Source passage >>
A wildlife refuge, and the thriving, vibrant ecosystem it houses, were opened to the public for the first time. From the Alamosa Valley Courier.
A dragonfly buzzes across a meadow at the grand opening of the Baca National Wildlife Refuge Visitor Contact Station.
The Baca National Wildlife Refuge is finally open to the public, 12 years after it was created.
The refuge held a reception Friday to celebrate the opening of its new Visitor Contact Station.
"What we have here is an intact landscape, which is unusual," said Sharon Vaughn, project leader for the Baca Refuge. "It hasn't been heavily modified or engineered."
Sharon Vaughn, Project Leader for Baca National Wildlife Refuge, gathers a tour group.
The refuge, which covers 92,500 acres south and west of Crestone, is by far the largest of the three wildlife refuges that constitute the San Luis Valley National Wildlife Refuge Complex. The refuge protects diverse landscapes including riparian corridors, grasslands, wet meadows, and dry lakebeds called playas.
It provides robust habitats for an array of animal species, including elk, coyotes, snakes, badgers, and a rare colony of the Gunnison's Prairie Dog.
Refuge officials also recently published a "Comprehensive Conservation Plan," a complex report on the resources present in the refuge that also functions as a guiding document for future plans.
"We're planning on adding interpretive trails and an auto tour route," said Refuge Manager Ron Garcia. "But that's all down the road. Developing those is dependent on manpower and funding."
Ron Garcia, Refuge Manager, explains invasive species to guests.
Elk hunting will also be allowed on the refuge, though regulations to manage hunting are yet to be established. In the meantime, Garcia said, the refuge will host free bi-weekly tours led by members of the U.S. Fish and Wildlife Service. The tours, which typically take three to four hours, are built around themes like invasive species, water management, biological monitoring, and the history of the ranches that preceded the refuge.
"We consider opening the office and Visitor Contact Station the first step in our ability to provide the public with quality wildlife-dependent opportunities," said Garcia.
The Visitor Contact Station replaces an old ranch house that had been used as office space for the refuge.
"It was OK, but it was infested with bugs," said Tim Armstrong, president of the Friends of the San Luis Valley National Wildlife Refuges, a non-profit volunteer group that helps visitors connect with the refuges. Currently the refuge has only three paid employees.
"This is a tremendous resource for the Valley," said Armstrong. "But it's really short-staffed. We'd like to recruit more members."
The goal of the refuge is not to return the area to a pre-European settlement Eden, said Scott Miller, wildlife biologist for the San Luis Valley Refuge Complex.
Scott Miller, Wildlife Biologist for the San Luis Valley National Wildlife Refuge Complex, discusses native species.
"It's to manage the resources here as well as possible with current conditions," said Miller. "We want to maintain the habitats so they function as naturally as they can even though we're using some artificial means to do it."
Cattle grazing, haying, and mowing are all employed to manage the habitats in the refuge, though only as part of targeted and limited efforts to achieve specific goals, such as removing dead grass that allows invasive species to thrive, said Miller.
Elk hunting will also help manage the plant and animal life on the refuge, said Garcia.
"We're not trying to bring the numbers of elk down, necessarily," said Garcia. "We want to help disperse the herds and keep them from spending too much time in sensitive areas."

Problem description >> Copy the passage of the Baca refuge article starting at "A wildlife refuge, and" and ending at "Refuge Visitor Contact Station.", swapping "dragonfly" for "butterfly". The items that follow are drawn from a separate source.

Raw data >>
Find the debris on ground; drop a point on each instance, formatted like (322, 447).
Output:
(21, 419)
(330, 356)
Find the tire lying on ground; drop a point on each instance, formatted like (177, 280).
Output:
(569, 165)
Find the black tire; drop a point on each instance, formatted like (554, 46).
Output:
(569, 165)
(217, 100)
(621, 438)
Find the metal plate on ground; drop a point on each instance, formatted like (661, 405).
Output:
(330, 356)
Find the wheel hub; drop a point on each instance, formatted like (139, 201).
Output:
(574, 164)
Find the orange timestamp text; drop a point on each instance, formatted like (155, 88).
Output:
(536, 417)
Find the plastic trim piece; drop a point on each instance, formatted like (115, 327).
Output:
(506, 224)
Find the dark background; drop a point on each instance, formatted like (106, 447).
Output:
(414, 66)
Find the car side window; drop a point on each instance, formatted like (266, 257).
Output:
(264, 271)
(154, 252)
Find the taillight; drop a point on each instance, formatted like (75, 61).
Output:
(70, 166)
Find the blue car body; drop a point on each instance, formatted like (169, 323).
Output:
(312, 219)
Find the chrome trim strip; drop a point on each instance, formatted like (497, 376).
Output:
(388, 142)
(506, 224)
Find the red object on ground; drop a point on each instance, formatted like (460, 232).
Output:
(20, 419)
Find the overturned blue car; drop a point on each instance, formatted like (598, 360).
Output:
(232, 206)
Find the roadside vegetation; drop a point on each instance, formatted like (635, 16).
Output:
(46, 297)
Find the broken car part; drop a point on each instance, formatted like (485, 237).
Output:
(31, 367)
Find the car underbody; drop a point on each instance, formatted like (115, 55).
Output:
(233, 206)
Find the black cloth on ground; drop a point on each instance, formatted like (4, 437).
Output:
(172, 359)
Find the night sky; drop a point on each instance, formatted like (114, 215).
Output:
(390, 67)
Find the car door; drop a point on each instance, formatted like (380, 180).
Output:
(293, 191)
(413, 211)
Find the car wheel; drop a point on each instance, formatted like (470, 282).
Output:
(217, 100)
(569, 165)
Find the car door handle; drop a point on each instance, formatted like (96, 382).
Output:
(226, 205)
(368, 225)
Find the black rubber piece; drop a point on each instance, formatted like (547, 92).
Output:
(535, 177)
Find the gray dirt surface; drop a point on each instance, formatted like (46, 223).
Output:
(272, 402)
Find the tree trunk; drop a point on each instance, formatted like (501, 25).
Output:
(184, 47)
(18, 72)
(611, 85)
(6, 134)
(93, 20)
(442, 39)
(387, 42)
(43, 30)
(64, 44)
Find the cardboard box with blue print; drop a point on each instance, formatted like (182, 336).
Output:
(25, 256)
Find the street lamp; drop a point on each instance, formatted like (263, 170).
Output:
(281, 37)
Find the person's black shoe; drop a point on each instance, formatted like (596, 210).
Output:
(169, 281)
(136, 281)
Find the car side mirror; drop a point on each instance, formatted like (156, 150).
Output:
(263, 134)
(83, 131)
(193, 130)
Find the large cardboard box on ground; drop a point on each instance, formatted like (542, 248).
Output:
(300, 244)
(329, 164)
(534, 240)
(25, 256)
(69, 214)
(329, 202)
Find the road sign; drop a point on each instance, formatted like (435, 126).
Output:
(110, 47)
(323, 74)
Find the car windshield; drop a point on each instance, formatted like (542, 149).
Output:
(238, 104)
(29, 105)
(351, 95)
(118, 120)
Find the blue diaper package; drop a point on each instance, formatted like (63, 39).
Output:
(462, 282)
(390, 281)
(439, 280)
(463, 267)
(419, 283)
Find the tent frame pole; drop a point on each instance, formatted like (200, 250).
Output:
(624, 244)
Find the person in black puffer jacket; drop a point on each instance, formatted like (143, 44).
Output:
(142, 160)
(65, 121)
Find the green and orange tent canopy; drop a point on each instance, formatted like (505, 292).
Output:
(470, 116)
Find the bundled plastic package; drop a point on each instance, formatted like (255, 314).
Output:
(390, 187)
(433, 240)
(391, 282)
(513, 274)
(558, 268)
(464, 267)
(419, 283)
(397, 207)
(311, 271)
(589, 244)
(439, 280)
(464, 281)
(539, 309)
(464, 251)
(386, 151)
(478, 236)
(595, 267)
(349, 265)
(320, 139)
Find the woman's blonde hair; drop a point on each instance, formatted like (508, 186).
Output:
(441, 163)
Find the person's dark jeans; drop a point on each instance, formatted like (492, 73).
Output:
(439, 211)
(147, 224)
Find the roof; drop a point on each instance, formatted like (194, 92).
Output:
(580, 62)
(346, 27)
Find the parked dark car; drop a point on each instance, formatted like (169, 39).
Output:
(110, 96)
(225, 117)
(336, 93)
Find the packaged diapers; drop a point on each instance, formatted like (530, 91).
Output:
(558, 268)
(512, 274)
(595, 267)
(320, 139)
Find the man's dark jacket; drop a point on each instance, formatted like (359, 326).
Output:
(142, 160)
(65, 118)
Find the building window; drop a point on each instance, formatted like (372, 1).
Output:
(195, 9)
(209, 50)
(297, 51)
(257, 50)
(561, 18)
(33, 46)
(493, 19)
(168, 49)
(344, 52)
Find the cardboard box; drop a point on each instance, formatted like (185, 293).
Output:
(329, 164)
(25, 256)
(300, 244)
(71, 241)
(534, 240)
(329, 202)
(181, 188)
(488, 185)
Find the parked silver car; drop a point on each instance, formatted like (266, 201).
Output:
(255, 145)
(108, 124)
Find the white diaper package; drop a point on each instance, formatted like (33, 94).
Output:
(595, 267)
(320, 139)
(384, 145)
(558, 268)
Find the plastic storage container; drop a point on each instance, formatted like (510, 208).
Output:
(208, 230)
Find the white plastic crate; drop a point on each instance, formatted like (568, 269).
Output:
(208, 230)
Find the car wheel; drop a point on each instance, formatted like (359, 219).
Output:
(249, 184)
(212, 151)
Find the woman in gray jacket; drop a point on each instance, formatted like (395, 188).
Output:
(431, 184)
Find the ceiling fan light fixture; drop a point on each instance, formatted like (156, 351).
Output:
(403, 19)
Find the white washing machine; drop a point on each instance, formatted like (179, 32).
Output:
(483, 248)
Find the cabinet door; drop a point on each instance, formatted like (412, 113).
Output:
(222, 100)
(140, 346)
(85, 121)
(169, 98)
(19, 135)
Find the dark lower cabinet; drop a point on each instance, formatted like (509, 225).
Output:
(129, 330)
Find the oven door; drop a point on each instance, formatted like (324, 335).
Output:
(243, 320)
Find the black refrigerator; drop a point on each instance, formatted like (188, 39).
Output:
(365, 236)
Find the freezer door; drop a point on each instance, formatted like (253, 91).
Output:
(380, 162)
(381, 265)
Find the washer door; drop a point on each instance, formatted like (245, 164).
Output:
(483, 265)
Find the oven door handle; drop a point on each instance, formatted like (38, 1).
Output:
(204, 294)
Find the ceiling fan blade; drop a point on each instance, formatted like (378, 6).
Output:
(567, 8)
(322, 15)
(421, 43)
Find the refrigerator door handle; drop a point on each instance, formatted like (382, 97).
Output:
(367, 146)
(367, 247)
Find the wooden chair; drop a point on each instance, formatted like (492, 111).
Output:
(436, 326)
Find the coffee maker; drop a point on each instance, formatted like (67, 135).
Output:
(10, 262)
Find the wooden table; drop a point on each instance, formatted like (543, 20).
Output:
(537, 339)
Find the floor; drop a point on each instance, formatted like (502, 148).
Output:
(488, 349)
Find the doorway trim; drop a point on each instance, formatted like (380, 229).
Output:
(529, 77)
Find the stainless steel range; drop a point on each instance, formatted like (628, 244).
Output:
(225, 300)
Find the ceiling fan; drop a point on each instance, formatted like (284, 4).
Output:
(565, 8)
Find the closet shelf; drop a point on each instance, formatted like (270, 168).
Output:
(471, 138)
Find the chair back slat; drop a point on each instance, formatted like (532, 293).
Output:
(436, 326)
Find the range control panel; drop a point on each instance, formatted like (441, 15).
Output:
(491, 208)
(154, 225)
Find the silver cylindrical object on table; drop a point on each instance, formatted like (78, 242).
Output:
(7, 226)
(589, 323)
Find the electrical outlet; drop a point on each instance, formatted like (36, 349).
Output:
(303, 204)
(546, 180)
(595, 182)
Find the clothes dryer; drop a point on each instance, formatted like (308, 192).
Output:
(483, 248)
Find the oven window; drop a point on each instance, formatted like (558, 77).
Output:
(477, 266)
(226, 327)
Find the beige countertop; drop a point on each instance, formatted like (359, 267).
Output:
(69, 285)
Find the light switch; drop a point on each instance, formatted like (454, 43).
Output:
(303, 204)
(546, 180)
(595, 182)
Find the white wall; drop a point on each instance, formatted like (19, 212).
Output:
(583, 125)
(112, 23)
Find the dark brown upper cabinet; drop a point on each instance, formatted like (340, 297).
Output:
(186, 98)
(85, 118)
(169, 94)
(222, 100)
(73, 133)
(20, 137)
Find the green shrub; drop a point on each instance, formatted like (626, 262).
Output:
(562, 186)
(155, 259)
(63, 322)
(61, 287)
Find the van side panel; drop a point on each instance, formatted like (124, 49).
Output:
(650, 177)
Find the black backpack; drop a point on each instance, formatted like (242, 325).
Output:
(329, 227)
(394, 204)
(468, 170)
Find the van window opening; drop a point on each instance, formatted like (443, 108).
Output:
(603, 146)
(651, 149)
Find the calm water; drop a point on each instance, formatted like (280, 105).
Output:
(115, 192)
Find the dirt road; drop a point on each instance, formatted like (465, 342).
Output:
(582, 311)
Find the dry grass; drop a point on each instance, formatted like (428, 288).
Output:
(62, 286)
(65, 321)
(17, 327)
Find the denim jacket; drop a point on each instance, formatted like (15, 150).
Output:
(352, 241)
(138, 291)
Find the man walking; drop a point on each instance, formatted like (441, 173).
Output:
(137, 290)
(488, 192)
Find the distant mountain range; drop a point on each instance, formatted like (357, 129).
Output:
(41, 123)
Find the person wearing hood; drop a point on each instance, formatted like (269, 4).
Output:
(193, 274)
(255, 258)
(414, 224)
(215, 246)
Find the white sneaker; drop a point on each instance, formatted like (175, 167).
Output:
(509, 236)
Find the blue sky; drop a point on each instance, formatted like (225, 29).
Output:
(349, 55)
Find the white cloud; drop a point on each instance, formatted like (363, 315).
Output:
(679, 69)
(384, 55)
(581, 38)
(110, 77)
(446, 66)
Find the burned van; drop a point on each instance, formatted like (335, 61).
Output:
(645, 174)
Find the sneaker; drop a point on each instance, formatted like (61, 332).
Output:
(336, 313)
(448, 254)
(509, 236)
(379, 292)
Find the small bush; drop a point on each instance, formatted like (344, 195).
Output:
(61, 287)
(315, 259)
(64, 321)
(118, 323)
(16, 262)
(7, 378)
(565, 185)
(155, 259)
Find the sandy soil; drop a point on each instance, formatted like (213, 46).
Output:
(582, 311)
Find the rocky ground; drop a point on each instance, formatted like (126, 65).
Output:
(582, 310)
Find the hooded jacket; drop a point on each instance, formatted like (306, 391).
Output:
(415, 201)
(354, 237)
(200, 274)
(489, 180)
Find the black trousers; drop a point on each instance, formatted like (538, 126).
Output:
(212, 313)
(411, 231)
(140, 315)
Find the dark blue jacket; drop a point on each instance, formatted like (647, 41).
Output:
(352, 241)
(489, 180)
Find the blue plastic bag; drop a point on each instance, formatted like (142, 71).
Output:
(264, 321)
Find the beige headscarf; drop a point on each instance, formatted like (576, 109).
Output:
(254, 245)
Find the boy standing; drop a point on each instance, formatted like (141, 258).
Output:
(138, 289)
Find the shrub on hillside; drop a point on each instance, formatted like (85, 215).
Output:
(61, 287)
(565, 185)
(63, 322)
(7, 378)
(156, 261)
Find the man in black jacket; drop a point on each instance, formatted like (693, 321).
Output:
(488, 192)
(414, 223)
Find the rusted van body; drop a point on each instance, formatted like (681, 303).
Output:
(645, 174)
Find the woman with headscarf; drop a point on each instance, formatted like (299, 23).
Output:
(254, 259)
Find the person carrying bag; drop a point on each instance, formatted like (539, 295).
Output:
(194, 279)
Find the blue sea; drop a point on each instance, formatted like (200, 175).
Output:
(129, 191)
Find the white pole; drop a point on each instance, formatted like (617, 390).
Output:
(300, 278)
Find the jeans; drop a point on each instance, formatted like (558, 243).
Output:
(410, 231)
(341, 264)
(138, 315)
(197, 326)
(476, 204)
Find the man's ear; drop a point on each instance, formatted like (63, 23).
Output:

Task answer >>
A wildlife refuge, and the thriving, vibrant ecosystem it houses, were opened to the public for the first time. From the Alamosa Valley Courier.
A butterfly buzzes across a meadow at the grand opening of the Baca National Wildlife Refuge Visitor Contact Station.